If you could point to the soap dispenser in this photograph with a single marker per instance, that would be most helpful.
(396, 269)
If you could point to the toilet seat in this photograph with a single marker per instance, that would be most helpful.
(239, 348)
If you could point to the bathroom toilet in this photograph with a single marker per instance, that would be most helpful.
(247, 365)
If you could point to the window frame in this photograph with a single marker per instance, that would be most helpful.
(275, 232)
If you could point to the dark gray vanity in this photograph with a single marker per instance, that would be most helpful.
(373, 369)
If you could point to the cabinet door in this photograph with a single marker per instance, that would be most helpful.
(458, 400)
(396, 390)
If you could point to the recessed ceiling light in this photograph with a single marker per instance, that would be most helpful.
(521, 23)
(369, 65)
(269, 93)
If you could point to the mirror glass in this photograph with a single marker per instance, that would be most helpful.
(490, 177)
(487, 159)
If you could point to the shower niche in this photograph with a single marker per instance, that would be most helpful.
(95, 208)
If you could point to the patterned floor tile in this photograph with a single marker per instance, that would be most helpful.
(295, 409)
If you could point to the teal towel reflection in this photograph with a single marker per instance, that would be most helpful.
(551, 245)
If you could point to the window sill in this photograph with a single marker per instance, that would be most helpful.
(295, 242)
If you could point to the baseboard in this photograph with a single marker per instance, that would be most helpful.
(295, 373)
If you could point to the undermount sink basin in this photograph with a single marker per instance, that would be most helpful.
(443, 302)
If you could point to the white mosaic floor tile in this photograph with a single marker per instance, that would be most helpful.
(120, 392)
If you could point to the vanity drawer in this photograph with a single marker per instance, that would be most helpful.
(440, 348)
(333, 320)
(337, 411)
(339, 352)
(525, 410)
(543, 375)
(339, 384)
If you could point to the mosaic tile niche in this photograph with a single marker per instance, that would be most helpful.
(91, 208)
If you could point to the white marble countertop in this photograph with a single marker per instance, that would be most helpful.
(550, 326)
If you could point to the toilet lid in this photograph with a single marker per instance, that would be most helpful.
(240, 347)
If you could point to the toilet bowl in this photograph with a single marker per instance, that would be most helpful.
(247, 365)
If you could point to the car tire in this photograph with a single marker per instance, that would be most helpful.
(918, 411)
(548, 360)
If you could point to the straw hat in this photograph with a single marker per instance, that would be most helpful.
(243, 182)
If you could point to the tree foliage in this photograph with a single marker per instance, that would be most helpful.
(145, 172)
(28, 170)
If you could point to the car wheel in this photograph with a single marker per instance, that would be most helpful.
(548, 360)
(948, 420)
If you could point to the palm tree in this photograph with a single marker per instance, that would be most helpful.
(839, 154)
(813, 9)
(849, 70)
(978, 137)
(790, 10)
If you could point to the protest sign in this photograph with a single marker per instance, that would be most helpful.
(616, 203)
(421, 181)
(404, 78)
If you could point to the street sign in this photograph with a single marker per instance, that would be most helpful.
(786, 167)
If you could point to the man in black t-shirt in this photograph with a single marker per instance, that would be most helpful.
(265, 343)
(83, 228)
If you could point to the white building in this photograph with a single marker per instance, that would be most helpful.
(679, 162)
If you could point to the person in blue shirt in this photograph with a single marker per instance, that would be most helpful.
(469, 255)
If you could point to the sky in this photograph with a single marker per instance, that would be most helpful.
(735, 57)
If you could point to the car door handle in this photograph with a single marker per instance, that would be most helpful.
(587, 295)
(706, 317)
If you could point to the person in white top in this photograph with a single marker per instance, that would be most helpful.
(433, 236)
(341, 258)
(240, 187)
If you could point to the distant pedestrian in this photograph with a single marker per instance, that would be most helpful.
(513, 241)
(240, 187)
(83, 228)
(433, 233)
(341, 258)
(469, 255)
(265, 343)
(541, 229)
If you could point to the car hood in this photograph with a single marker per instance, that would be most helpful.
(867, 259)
----
Output the material in full, exactly as it appears.

If you could point to the soap dispenser in this photograph with a single marker per instance, that would be most helpful.
(396, 269)
If you could point to the toilet seat in this photograph with a single marker per instance, that would be most helpful.
(239, 348)
If you could point to the bathroom toilet in this photograph with a single marker per instance, that would be most helpful.
(247, 365)
If you could point to the window frame in this photograph with a single marker per instance, that would be most helpful.
(275, 232)
If you could point to the dark gray vanity in this photograph with a single marker per instance, that would be most helpful.
(373, 369)
If you could point to the cabinet door in this photograph with a single marker per instance, that would be most helpful.
(458, 400)
(396, 390)
If you could point to the recessed ceiling light in this photograph with a single marker per instance, that would be most helpful.
(521, 23)
(369, 65)
(269, 93)
If you could point to the mirror glass in this photograph with a single marker per instance, that would be most helpful.
(490, 177)
(487, 159)
If you could point to the shower niche in this photograph with a single marker per instance, that would be most helpful.
(95, 208)
If you could point to the patterned floor tile in this photograph with a single marker per instance, that would be most helpful.
(295, 409)
If you could point to the teal towel reflection in this photograph with a single marker per instance, that would be most helpful.
(551, 245)
If you could point to the window sill in this photograph with a single marker per instance, that would be most helpful.
(295, 242)
If you could point to the baseboard in this photograph with a single marker per instance, that would be most helpful.
(295, 373)
If you could point to the undermount sink basin in this photograph with a single marker per instance, that would be most helpful.
(443, 302)
If you could point to the white mosaic floor tile in this photograph with a single marker per instance, that would be most helpful.
(120, 392)
If you could point to the vanity drawer in this photograph with a single marker per instance, that would be most helpful.
(440, 348)
(333, 320)
(337, 411)
(339, 352)
(525, 410)
(543, 375)
(339, 384)
If you could point to the mosaic tile niche in this photograph with a single marker per instance, that would be most helpful.
(91, 208)
If you could point to the white marble countertop in this photograph with a single marker per instance, that would be most helpful.
(550, 326)
If you could point to the toilet lid in this photograph with a single marker per instance, that would be most helpful.
(240, 347)
If you could point to the toilet bowl in this photograph with a single marker per instance, that would be most helpful.
(247, 365)
If you could point to the car tire in this photograph with a single marker per instance, that would be most helpful.
(918, 411)
(548, 360)
If you could point to the straw hat in this photograph with a single marker per instance, that would be most helpful.
(243, 182)
If you could point to the tree foliage in this photograph with a single marker per instance, that would be most helpful.
(145, 172)
(28, 170)
If you could point to the car wheel in this photograph with a single marker per instance, that would be most helpful.
(548, 360)
(948, 420)
If you could point to the palm tree in this photograph with a single marker per instance, that would be most helpful.
(839, 154)
(813, 9)
(849, 70)
(978, 137)
(790, 10)
If you could point to the protest sign in this photograph with a single marker per instance, that would be most helpful.
(616, 203)
(421, 181)
(404, 78)
If you could point to the street sign in this photograph with a single marker per instance, that would be most helpful.
(786, 167)
If you could point to the man in black t-shirt in this photograph with a single marker per instance, that would be most helpful.
(265, 343)
(83, 228)
If you could point to the white building in this photograph with a single marker per instance, that would be most helpful.
(679, 162)
If you could point to the person in blue shirt in this photograph with a single marker per instance, that would be most helpful.
(469, 255)
If you could point to the sky in this photograph with a single marker per instance, that would be most helpful.
(735, 57)
If you could point to the car door handle in this photograph with a single marker per instance, that would be most helpful.
(587, 295)
(706, 317)
If you could point to the person in white top in this photograph with a single marker per instance, that would be most helpful.
(433, 236)
(341, 258)
(240, 187)
If you could point to the distant pedestrian in this photograph with a single marker per instance, that would be most helpful.
(513, 241)
(240, 187)
(83, 228)
(433, 233)
(341, 258)
(469, 255)
(265, 343)
(541, 229)
If you could point to the car hood in this photograph with a single marker per instance, that would be most helpful.
(867, 259)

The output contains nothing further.